====== Data extracts ======

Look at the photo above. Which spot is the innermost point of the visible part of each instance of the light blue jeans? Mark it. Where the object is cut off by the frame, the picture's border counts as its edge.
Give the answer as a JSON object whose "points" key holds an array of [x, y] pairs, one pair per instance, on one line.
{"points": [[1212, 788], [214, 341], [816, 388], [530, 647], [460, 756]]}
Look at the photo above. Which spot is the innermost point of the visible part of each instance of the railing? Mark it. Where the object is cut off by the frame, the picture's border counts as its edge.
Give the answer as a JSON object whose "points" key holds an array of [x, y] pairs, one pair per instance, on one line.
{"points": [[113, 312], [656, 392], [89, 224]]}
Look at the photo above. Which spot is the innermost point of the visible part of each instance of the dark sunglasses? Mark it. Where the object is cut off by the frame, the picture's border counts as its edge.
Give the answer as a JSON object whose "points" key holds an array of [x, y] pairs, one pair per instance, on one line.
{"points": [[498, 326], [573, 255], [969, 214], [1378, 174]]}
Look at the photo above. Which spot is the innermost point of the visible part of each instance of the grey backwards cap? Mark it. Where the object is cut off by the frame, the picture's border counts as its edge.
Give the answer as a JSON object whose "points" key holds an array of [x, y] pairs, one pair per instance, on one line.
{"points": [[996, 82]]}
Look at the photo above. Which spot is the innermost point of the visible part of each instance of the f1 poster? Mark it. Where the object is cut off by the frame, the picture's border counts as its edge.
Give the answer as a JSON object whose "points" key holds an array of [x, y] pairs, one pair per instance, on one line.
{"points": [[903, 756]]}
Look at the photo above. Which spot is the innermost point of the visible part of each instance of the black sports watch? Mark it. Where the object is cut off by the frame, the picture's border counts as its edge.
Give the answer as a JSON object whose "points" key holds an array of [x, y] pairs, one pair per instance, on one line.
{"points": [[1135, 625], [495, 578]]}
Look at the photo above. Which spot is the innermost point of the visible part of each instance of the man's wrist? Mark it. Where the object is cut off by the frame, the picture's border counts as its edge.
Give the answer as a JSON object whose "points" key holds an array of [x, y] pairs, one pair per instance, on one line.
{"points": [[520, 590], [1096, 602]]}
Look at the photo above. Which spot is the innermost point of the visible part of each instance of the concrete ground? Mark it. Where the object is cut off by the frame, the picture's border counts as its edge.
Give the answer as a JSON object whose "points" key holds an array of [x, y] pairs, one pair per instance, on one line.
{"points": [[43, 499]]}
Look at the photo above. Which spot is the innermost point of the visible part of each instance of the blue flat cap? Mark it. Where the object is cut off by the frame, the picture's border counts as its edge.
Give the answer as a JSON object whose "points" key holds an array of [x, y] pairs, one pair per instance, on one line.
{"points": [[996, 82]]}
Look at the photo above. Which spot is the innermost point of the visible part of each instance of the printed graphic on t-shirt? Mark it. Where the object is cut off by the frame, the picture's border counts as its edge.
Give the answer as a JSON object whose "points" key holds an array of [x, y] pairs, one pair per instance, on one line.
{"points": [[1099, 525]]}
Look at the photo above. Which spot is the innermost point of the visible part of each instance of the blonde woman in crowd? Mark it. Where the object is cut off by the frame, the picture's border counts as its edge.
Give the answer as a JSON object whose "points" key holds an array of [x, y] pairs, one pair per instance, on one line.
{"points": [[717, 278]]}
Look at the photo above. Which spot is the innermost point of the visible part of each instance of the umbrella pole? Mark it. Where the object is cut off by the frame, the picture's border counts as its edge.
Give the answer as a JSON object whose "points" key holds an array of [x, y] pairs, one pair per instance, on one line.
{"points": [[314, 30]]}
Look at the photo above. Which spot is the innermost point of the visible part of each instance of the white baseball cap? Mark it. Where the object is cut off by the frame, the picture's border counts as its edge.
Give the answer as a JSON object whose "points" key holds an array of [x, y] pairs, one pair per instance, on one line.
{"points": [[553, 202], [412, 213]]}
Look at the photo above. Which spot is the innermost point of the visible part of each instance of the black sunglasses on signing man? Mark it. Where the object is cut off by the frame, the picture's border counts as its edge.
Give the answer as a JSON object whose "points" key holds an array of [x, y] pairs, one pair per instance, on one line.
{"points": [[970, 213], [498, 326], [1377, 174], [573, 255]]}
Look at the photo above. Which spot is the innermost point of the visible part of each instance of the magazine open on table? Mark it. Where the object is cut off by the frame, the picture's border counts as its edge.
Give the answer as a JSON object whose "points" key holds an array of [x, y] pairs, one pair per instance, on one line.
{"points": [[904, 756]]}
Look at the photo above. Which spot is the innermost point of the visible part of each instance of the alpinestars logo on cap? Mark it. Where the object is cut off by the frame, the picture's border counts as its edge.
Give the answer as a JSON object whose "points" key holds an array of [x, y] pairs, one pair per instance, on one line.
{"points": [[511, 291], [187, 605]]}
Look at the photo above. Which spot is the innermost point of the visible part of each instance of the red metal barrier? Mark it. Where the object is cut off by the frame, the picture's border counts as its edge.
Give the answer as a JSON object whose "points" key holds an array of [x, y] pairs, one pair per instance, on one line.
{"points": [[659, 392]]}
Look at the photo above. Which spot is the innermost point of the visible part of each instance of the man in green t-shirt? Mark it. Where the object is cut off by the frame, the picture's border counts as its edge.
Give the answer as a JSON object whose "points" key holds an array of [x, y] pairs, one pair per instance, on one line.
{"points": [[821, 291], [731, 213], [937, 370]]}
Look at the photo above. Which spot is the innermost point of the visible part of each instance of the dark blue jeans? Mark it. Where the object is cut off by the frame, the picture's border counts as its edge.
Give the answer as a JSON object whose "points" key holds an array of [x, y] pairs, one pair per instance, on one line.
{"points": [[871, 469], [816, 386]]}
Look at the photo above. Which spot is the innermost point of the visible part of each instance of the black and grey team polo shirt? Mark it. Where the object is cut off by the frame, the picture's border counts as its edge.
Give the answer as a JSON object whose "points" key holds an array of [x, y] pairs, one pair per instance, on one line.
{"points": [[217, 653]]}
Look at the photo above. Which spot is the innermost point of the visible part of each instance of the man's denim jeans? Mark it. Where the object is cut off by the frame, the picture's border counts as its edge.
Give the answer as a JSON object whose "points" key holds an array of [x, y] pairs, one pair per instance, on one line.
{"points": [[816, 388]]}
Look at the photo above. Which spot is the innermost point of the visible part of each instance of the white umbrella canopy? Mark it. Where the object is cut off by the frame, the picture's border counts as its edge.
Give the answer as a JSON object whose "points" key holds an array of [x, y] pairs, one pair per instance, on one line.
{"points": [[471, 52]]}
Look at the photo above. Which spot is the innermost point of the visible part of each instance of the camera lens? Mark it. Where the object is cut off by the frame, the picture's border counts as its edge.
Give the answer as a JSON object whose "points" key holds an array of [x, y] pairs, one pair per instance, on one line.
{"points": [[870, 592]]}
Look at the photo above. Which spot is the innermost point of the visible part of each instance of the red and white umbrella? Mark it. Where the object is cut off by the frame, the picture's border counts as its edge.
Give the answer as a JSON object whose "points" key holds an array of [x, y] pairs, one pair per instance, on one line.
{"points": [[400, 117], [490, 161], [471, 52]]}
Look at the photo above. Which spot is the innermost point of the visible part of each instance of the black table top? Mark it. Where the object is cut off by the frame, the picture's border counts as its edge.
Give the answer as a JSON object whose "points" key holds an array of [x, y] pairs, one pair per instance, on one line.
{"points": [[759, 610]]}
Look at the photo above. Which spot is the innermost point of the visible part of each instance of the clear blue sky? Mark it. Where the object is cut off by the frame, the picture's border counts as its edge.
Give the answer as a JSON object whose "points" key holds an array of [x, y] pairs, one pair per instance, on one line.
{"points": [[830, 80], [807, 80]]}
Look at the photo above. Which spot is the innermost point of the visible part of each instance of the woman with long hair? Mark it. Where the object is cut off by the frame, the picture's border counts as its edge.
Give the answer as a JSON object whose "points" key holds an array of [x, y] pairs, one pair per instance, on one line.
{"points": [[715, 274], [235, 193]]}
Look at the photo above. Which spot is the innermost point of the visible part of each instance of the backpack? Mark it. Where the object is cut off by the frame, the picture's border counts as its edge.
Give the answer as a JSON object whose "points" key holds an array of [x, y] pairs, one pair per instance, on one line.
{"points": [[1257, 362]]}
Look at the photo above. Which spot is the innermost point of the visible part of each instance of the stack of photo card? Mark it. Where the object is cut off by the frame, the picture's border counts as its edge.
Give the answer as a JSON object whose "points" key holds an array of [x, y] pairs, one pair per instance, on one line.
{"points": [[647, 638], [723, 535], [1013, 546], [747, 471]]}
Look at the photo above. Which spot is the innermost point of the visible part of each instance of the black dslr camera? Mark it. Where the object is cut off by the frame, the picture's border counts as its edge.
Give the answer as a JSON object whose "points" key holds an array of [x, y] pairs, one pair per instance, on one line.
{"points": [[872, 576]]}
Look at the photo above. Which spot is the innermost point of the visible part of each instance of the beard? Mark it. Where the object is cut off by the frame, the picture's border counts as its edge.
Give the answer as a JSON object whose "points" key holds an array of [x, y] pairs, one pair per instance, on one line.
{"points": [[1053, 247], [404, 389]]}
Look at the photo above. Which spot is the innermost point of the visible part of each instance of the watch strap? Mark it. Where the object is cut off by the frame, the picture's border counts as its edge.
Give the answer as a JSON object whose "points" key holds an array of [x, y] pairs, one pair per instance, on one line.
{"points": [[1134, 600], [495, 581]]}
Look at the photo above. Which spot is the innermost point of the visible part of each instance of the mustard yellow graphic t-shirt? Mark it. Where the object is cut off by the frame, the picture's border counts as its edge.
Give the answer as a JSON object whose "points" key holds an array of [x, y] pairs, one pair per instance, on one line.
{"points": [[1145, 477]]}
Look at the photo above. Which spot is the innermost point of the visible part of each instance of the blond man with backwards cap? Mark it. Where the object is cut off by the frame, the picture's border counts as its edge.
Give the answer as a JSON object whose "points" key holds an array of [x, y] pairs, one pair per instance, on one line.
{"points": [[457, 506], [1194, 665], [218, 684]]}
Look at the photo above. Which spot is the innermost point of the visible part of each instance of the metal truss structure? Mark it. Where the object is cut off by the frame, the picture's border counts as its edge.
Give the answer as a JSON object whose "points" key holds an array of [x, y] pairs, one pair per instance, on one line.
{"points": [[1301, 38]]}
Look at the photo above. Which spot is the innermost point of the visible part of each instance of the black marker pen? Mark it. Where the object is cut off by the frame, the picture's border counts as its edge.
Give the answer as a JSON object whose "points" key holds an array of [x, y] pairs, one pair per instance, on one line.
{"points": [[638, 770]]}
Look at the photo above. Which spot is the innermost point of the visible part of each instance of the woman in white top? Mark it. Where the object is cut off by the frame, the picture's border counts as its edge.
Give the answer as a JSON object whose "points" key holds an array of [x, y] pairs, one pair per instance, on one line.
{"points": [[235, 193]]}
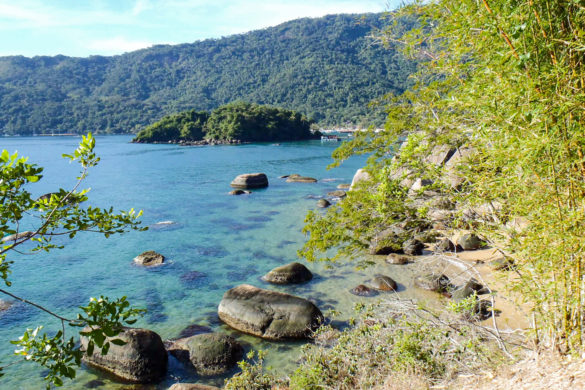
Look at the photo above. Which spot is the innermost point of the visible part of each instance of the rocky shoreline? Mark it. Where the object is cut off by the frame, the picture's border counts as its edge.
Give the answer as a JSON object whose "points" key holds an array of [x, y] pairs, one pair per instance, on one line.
{"points": [[273, 315]]}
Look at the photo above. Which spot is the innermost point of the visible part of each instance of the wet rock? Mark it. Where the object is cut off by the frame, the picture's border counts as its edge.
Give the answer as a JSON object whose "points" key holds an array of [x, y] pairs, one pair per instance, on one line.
{"points": [[360, 175], [250, 180], [239, 192], [143, 359], [192, 386], [149, 258], [413, 247], [288, 274], [337, 194], [18, 236], [383, 283], [445, 245], [295, 178], [363, 291], [501, 264], [209, 353], [470, 242], [269, 314], [394, 258], [432, 282]]}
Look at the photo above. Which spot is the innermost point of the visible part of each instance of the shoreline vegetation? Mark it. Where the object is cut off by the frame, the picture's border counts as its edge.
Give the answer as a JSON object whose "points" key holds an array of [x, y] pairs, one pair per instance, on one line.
{"points": [[234, 123]]}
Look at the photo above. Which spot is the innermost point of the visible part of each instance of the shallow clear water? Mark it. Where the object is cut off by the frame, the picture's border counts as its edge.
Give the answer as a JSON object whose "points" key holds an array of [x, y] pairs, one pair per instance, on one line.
{"points": [[215, 242]]}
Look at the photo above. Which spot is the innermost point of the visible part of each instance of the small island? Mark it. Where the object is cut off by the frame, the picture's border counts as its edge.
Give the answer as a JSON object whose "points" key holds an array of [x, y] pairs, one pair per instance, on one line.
{"points": [[232, 123]]}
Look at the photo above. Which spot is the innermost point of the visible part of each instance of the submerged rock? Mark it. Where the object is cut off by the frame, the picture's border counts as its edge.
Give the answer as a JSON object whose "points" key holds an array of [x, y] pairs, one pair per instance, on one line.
{"points": [[149, 258], [288, 274], [394, 258], [192, 386], [337, 194], [269, 314], [363, 291], [413, 247], [432, 282], [295, 178], [470, 242], [209, 353], [143, 359], [250, 180], [239, 192], [383, 283]]}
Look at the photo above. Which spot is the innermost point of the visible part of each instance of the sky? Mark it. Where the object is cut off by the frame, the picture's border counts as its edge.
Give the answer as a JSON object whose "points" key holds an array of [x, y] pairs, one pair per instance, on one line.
{"points": [[106, 27]]}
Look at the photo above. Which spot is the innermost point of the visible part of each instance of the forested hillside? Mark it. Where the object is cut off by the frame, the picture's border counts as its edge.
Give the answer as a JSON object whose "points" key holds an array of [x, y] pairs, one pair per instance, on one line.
{"points": [[326, 68]]}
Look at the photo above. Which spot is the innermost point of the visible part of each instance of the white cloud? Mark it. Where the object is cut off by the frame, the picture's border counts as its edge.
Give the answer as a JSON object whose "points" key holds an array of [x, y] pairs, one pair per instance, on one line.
{"points": [[117, 45]]}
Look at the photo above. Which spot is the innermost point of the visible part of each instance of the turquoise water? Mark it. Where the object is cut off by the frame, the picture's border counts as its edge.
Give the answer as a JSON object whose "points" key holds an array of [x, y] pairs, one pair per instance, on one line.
{"points": [[215, 242]]}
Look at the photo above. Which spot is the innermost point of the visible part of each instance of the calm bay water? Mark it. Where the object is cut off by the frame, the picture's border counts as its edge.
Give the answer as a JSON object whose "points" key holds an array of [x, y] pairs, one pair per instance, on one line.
{"points": [[215, 242]]}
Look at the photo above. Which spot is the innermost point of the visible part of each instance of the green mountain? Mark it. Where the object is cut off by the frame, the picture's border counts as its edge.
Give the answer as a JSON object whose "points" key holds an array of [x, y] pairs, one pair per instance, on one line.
{"points": [[326, 68]]}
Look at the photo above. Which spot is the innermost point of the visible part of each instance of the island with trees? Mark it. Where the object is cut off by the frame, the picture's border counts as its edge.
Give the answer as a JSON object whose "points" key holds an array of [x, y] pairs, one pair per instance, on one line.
{"points": [[232, 123]]}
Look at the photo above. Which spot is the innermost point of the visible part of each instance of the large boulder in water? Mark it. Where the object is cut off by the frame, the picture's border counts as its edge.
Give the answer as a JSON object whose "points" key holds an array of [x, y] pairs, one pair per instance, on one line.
{"points": [[149, 258], [269, 314], [250, 180], [209, 353], [143, 359], [289, 273], [296, 178]]}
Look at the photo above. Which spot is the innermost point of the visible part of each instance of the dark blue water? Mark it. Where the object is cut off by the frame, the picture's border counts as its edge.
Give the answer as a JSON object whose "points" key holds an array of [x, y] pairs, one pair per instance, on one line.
{"points": [[213, 241]]}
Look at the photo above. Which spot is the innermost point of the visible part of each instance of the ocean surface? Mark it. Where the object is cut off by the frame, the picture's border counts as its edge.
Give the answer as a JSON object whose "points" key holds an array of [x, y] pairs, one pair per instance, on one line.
{"points": [[212, 241]]}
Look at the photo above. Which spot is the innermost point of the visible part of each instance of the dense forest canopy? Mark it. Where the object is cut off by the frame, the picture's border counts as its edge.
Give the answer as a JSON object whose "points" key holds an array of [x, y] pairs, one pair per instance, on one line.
{"points": [[238, 121], [327, 68]]}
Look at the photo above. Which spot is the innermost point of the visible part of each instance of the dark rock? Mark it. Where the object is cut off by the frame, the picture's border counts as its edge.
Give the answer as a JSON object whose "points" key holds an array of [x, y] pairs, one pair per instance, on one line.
{"points": [[501, 264], [383, 283], [192, 386], [363, 291], [18, 236], [209, 353], [432, 282], [295, 178], [143, 359], [413, 247], [149, 258], [250, 180], [239, 192], [394, 258], [470, 242], [445, 245], [337, 194], [269, 314], [289, 273]]}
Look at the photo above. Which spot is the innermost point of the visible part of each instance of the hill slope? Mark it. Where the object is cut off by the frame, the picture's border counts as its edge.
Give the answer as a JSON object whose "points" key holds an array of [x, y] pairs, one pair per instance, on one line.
{"points": [[325, 68]]}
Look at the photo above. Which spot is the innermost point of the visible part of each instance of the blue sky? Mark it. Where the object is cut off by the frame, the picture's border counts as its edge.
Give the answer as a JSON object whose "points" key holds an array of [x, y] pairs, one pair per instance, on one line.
{"points": [[105, 27]]}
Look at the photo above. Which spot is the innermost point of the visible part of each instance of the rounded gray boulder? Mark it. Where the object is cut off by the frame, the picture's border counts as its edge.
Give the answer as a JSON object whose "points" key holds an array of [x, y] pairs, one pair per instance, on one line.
{"points": [[269, 314], [143, 359], [288, 274], [250, 180], [209, 353], [149, 258]]}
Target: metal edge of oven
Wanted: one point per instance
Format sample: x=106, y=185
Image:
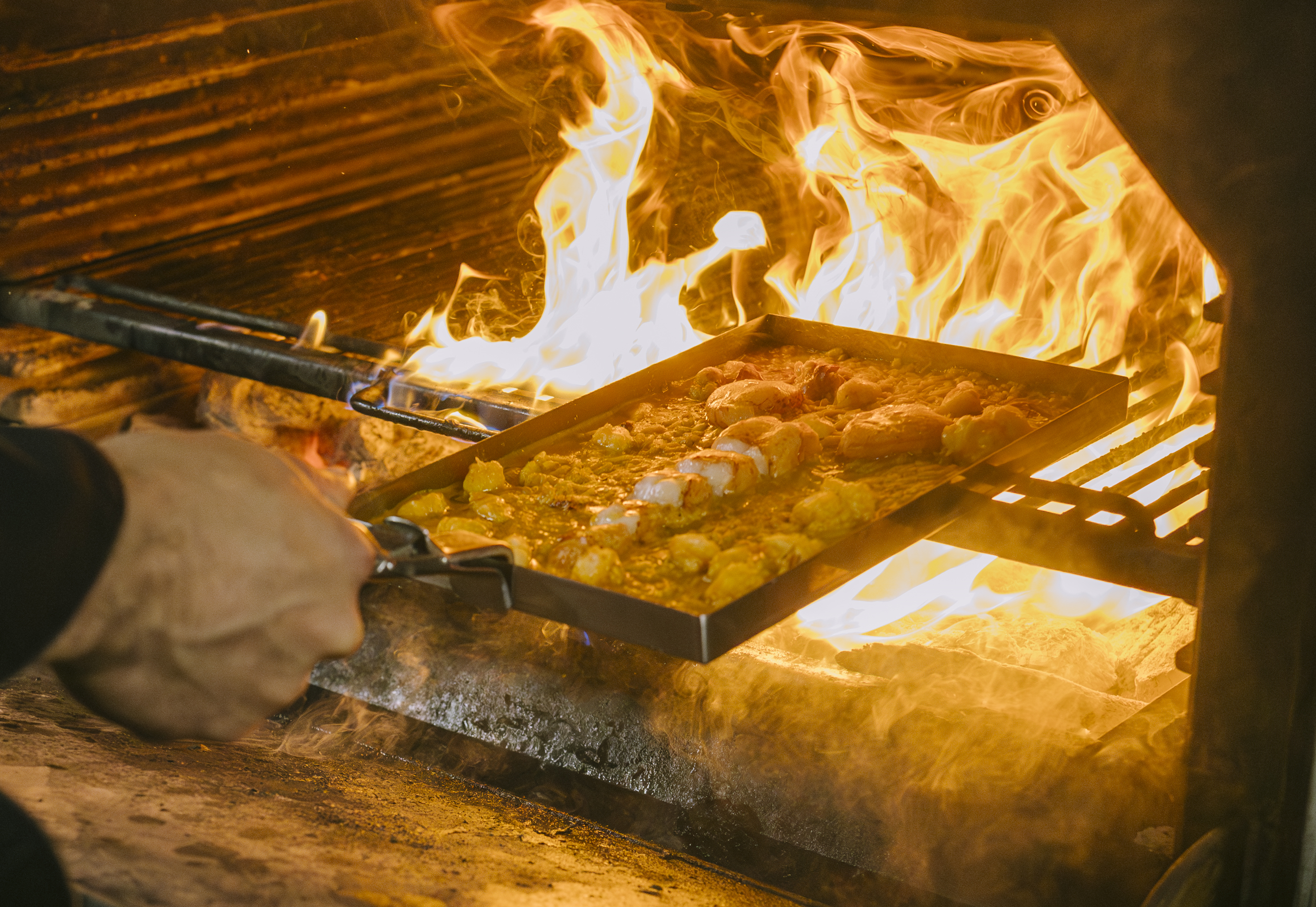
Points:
x=703, y=638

======

→ **Action item**: The answer should be one number: how many lines of the data above contain "shoreline".

→ **Answer to this problem**: 2